= DATA EXTRACT =
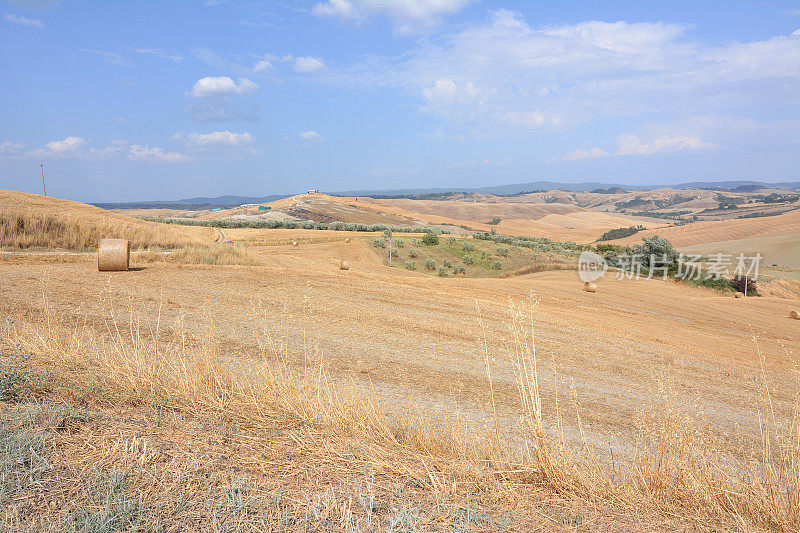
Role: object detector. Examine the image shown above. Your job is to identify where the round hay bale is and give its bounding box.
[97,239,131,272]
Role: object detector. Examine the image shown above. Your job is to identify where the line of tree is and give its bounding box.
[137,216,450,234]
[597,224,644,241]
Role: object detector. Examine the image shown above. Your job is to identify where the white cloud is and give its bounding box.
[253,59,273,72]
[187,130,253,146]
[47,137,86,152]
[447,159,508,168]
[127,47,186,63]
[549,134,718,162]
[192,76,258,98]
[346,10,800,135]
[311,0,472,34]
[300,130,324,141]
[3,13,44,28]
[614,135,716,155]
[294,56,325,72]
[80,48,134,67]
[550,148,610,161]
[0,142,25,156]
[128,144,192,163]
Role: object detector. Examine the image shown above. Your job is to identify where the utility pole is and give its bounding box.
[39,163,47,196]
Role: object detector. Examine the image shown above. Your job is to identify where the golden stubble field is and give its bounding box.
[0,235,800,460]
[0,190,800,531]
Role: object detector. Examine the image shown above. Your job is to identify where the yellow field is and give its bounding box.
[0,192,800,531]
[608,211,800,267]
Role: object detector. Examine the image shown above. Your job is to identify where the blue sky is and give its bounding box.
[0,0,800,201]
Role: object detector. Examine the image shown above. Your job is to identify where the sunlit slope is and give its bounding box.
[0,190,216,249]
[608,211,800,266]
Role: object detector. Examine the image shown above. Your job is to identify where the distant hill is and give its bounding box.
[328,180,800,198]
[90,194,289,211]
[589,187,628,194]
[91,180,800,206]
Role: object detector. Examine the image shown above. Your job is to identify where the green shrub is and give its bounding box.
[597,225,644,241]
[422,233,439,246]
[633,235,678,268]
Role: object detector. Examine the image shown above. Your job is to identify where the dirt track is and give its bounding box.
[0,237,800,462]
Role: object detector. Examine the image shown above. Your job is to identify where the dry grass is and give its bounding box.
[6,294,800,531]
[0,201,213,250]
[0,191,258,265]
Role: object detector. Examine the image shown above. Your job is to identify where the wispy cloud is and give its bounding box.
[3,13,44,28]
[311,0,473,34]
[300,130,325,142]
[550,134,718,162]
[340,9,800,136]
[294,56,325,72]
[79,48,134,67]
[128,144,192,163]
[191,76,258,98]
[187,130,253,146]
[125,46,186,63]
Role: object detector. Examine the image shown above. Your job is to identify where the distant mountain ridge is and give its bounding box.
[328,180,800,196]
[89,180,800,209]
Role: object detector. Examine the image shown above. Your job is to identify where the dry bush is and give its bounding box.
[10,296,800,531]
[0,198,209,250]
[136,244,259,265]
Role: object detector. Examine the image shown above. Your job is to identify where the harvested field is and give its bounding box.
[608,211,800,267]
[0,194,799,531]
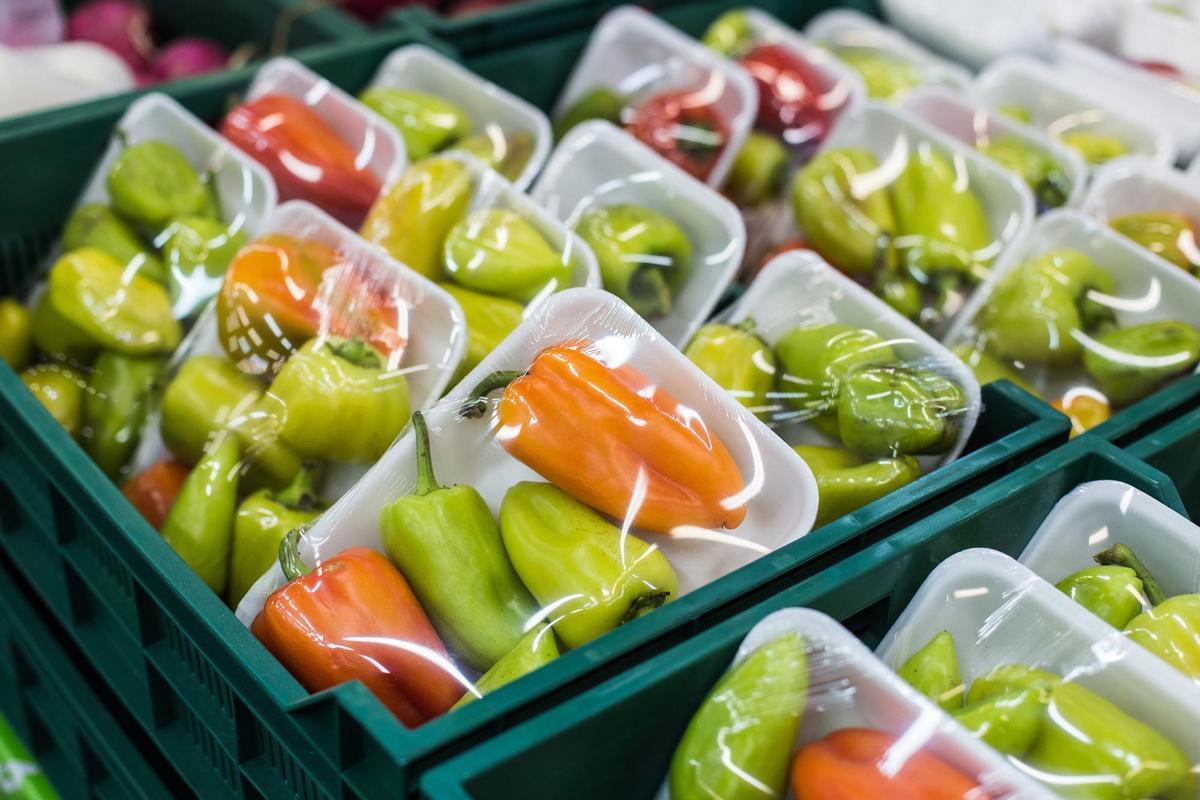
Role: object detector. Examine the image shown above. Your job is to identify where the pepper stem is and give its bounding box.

= GIVEN REQUEST =
Duplicate every one of the items above line for line, without altering a single character, and leave the pictures out of your answer.

= WRITTEN RESPONSE =
Role: object detector. Examine the image shown above. Your job is to identify where the round hay bale is and give its bounding box.
[97,239,131,272]
Role: object detector. Examine the image shown above. Your job is to identify where the line of tree is and give its bounding box.
[137,216,450,234]
[597,224,644,241]
Role: object detector. Examine the image shown above. Your job is to identify where the white cloud is and give its bounding box.
[253,59,273,72]
[187,130,253,146]
[47,137,86,152]
[447,159,508,168]
[127,47,186,63]
[549,134,718,162]
[192,76,258,98]
[346,10,800,135]
[311,0,472,34]
[300,130,324,141]
[3,13,44,28]
[614,135,716,155]
[294,56,325,72]
[80,48,134,67]
[550,148,610,161]
[0,142,25,156]
[128,144,192,163]
Role: object detector. Examine the image shown above. Your job is to identify where the utility pole is and give its bounding box.
[39,163,47,196]
Role: object detector. Examine the image shown above. Your job is to identify where the golden stubble field is and give its bounding box.
[0,235,800,460]
[0,190,800,531]
Role: object detector. Examine the image shown above. Your job is to identify where the yellow field is and give its bounding box.
[0,192,800,531]
[608,211,800,267]
Role: object detector. Examine the image shown above. Your job is to identify where the blue sky is and give its bounding box.
[0,0,800,201]
Role: object detector. Examine the image shown above. Your job is to identify where the sunlit slope is and give its bounding box.
[0,190,216,249]
[608,211,800,266]
Role: object detector. Examine the image shown above. Your job is to identify where the distant hill is and give its bounding box.
[328,180,800,198]
[90,194,289,211]
[589,187,628,194]
[91,180,800,206]
Role: object detector. Examine the image shown above. Your job is to identify where the green shrub is and give its bounding box.
[597,225,644,241]
[422,233,439,246]
[633,235,678,268]
Role: object detector. Examine the image shown above. Your job is to identify where the dirt track is and give its bounding box.
[0,237,800,462]
Role: object detector. Examine the image shown above. Your job is to identify where the dry grass is and give its bounding box.
[6,294,800,531]
[0,201,213,250]
[0,191,258,265]
Role: object detector. Examine the image shown above. Your job is to identify where the wispy cloud is and give its bounding box.
[3,13,44,28]
[311,0,473,34]
[300,130,325,142]
[550,134,718,162]
[340,9,800,136]
[294,56,325,72]
[79,48,134,67]
[128,144,192,163]
[191,76,258,98]
[187,130,253,146]
[125,46,186,63]
Role: object detector. Examine the image shown above. Your job is to identify where the distant mountain ridge is and give its bounding box.
[328,180,800,196]
[89,180,800,209]
Role: object detector. Examine the image shown above. Your job is to identify where the dry bush is and give its bounding box.
[10,296,800,531]
[0,198,209,250]
[136,244,259,265]
Role: object detector. Examine the image shown above. Your job is to identify where the harvested field is and give its bounding box.
[608,211,800,267]
[0,194,799,531]
Role: object detector. Examine the image shown above. Your job is to identify where the pepper stem is and give its bounding box.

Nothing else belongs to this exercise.